TAREAS A REALIZAR »
• 1. En el texto extraído, enumera los términos que siguen a las palabras "un sentimiento de".
• 2. Reproduce sin cambios el fragmento del texto extraído que empieza con las palabras que contienen "No es secreto" y termina con "de las víctimas.".

TEXTO EXTRAÍDO »
Asimismo, la capacidad de las mujeres de abrirse ante sus respectivas experiencias es emotiva pero infame. Si bien esto puede hacer creer a algunos que se lucra con el dolor ajeno, el documental evita la victimización para abrir el violento panorama de esas muertes. Algunas de ellas asesinadas de forma cruel, otras tachadas de suicidas por evitar creer en la culpabilidad de la pareja e incluso aquellas que son víctimas de la violencia de sus propios esposos o novios, en cada caso hay un perpetrador que, en medio de un sistema que no toma en cuenta el concepto del feminicidio, vuelve mucho más difícil el panorama hacia la justicia merecida.
No es secreto que la batalla que muchas mujeres han tenido que hacer va desde la búsqueda de evidencias hasta la señalización de claros culpables que, aún admitiendo su delito, se van impunes. Es en medio de un sentimiento de ira, culpa y nostalgia, que ese caleidoscopio de hechos muestra la cara de un sistema que demuestra poca eficiencia o interés verdadero en apoyar a las familias de las víctimas.
Tristemente dura, La libertad fantasma justamente es un vehículo donde el arte funciona pasa reforzar la voz de todas las desaparecidas, un grito de justicia y reconocimiento al grave problema de feminicidios que coloca a México como el tercer país donde más sucede esto, pero sobre todo, hacia una dolorosa confesión de las heridas abiertas en una nación que no escucha los lamentos de sus hijas, que aquellos fantasmas que en cada marcha feminista buscan recordará través de la voz de miles que la libertad es un concepto que, lamentablemente como la justicia, no es igual para todos.

DATOS PROPORCIONADOS »

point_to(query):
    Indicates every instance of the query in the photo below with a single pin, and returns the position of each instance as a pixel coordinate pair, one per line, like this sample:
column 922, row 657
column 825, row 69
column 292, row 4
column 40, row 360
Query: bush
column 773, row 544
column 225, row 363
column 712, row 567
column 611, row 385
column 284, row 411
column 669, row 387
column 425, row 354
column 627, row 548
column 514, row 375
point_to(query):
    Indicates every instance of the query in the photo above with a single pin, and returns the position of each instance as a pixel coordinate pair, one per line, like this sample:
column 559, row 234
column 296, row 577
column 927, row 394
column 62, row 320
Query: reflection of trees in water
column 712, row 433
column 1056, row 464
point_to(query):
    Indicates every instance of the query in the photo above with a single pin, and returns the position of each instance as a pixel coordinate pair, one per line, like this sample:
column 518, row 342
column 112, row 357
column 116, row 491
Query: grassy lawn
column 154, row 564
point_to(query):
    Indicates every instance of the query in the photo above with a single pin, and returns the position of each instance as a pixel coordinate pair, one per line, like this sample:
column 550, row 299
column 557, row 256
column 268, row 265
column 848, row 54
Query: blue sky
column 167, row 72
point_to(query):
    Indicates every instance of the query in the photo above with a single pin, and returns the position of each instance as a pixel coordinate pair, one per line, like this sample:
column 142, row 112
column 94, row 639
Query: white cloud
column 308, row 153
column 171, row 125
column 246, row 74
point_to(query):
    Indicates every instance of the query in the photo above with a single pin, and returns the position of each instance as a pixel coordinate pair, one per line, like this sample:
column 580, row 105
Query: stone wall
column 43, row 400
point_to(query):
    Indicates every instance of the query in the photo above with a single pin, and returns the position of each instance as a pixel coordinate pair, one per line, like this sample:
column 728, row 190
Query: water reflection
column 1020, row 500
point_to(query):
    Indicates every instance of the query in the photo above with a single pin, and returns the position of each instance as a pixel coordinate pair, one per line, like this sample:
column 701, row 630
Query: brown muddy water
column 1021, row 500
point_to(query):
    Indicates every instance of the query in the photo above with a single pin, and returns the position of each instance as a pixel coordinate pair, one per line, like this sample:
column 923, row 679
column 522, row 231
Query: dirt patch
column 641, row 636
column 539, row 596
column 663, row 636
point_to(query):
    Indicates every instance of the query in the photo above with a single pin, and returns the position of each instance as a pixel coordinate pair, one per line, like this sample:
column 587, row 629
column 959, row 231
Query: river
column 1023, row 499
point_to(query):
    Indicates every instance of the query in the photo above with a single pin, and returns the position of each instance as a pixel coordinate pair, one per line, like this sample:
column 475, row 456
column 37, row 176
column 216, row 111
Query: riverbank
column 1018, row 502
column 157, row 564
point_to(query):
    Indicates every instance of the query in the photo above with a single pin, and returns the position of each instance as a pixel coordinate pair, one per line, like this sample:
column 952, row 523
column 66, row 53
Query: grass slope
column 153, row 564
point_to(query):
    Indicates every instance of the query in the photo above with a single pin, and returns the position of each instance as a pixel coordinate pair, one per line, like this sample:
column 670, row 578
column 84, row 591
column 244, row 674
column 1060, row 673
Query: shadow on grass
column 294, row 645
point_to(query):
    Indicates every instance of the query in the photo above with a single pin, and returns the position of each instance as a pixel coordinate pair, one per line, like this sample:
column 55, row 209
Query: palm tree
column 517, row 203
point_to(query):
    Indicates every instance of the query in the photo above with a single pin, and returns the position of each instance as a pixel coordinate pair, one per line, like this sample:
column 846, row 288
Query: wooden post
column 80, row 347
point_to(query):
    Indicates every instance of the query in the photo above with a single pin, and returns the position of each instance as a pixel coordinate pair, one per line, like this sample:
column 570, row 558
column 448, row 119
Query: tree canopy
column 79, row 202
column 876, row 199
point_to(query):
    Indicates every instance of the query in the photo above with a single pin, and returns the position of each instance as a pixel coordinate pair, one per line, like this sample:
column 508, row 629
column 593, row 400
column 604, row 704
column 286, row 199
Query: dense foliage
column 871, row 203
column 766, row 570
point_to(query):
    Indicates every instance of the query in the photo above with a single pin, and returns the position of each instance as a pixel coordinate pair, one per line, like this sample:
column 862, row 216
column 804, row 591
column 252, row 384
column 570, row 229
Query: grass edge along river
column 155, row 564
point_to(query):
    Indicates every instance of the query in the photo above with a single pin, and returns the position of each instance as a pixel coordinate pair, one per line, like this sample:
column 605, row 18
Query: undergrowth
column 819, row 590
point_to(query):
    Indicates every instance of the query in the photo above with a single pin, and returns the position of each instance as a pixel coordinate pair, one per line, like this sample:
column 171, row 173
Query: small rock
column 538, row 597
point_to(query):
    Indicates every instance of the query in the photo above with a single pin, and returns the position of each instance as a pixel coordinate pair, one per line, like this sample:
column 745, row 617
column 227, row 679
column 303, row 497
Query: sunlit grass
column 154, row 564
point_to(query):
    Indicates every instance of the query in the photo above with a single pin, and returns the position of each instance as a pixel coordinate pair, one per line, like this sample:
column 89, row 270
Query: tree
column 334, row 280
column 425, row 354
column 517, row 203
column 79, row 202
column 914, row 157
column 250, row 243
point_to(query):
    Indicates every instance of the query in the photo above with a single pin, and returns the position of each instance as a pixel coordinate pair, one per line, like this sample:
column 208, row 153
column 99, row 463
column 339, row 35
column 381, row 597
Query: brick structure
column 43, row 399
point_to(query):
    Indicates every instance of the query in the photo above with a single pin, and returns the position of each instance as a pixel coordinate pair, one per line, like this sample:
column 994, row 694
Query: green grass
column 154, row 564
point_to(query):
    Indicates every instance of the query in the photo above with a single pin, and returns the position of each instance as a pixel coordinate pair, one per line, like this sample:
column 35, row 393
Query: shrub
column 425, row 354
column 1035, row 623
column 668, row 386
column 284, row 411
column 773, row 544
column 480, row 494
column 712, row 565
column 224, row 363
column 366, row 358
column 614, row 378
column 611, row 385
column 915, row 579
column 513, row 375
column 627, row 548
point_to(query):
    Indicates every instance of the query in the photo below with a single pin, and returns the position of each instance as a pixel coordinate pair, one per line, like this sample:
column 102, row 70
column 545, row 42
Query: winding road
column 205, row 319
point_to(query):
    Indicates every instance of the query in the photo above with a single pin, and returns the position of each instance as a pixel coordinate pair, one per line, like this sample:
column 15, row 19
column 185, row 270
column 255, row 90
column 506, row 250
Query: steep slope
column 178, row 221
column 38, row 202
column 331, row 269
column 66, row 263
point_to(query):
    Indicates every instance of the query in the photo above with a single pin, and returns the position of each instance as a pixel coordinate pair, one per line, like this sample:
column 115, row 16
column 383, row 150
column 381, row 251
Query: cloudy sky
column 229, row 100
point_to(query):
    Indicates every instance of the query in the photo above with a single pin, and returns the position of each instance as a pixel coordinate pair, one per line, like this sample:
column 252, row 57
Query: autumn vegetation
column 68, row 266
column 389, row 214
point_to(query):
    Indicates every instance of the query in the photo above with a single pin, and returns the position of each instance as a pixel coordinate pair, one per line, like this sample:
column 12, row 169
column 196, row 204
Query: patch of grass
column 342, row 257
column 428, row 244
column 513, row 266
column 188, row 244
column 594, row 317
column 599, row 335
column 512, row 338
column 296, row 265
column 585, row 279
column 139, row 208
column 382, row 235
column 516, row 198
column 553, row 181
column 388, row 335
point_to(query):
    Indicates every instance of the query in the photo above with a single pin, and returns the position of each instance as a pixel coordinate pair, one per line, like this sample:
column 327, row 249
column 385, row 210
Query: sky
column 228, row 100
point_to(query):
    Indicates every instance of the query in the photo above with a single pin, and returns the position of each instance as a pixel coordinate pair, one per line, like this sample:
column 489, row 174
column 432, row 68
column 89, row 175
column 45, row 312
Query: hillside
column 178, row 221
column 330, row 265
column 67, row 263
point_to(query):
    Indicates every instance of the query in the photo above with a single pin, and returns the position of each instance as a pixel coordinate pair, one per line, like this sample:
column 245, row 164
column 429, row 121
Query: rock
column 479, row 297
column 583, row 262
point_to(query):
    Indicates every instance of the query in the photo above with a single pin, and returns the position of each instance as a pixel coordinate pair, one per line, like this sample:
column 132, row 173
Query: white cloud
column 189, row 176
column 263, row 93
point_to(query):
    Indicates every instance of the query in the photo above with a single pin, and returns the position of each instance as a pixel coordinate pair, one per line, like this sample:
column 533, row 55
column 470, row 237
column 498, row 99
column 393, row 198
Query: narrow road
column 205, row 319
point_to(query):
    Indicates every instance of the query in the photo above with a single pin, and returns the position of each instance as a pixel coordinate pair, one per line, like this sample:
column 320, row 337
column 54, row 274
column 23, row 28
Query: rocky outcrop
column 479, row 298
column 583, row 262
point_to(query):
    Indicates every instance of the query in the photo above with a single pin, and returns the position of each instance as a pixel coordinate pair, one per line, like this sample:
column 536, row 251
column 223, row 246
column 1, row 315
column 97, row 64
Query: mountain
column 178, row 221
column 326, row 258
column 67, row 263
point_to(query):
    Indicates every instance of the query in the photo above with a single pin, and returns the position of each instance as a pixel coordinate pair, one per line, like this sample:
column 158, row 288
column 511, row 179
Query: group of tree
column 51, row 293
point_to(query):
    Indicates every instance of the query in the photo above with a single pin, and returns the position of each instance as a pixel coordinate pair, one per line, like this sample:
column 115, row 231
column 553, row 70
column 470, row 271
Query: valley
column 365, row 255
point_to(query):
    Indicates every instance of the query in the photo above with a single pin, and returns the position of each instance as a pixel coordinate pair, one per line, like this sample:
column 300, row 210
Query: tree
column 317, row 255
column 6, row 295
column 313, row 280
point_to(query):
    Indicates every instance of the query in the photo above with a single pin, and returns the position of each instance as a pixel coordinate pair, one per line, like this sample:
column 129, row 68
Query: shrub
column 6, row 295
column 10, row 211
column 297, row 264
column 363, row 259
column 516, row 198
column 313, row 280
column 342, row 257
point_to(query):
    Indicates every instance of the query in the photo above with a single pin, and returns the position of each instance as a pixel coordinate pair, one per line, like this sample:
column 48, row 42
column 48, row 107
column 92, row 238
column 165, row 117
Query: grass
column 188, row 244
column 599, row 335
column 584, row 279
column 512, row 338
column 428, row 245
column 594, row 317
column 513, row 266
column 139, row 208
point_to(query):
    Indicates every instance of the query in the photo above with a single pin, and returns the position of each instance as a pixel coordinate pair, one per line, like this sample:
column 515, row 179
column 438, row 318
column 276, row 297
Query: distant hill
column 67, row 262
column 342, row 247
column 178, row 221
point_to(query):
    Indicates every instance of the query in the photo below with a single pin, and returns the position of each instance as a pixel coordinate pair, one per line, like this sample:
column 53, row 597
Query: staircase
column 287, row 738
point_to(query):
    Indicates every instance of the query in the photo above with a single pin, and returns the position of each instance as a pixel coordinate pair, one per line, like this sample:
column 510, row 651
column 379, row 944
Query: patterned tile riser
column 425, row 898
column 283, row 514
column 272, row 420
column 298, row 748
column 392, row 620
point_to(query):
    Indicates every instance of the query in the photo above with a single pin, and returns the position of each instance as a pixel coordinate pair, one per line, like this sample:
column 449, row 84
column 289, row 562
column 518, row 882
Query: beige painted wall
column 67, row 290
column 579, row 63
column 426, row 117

SOLUCIONES POR TAREA »
• 1. ira, culpa, nostalgia

• 2.
No es secreto que la batalla que muchas mujeres han tenido que hacer va desde la búsqueda de evidencias hasta la señalización de claros culpables que, aún admitiendo su delito, se van impunes. Es en medio de un sentimiento de ira, culpa y nostalgia, que ese caleidoscopio de hechos muestra la cara de un sistema que demuestra poca eficiencia o interés verdadero en apoyar a las familias de las víctimas.